**SELECTION:**
- - - - - - -
“To disbelieve that there exist in man certain arcane powers, which, by psychological study he can develop in himself to the highest degree, become a hierophant and then impart to others under the same conditions of earthly discipline, is to cast an imputation of falsehood and lunacy upon a number of the best, purest, and most learned men of antiquity and of the middle ages. What the hierophant was allowed to see at the last hour is hardly hinted at by them. And yet Pythagoras, Plato, Plotinus, Iamblichus, Proclus, and many others knew and affirmed their reality. Whether in the “inner temple”, or through the study of theurgy carried on privately, or by the sole exertion of a whole life of spiritual labor, they all obtained the practical proof of such divine possibilities for man fighting his battle with life on earth to win a life in the eternity.
What the last epopteia was is alluded to by Plato in Phaedrus (64); “…being initiated in those Mysteries, which it is lawful to call the most blessed of all mysteries…we were freed from the molestations of evils which otherwise await us in a future period of time. Likewise, in consequence of this divine initiation, we became spectators of entire, simple, immovable, and blessed visions, resident in a pure light.” This sentence shows that they saw visions, gods, spirits.
As Taylor correctly observes, from all such passages in the works of the initiates it may be inferred, “that the most sublime part of epopteia…consisted in beholding the gods themselves invested with a resplendent light”, or highest planetary spirits. The statement of Proclus upon this subject is unequivocal: “In all the initiations and mysteries, the gods exhibit many forms of themselves, and appear in a variety of shapes, and sometimes, indeed, a formless light of themselves is held forth to the view; sometimes this light is according to a human form, and sometimes it proceeds into a different shape.”
- - - - - - -
**RECORDED INFORMATION:**
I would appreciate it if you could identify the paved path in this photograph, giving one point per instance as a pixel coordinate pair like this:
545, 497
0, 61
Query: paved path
- - - - - - -
In the passage on ancient initiation, which work by Plato is cited as alluding to the last epopteia?

Phaedrus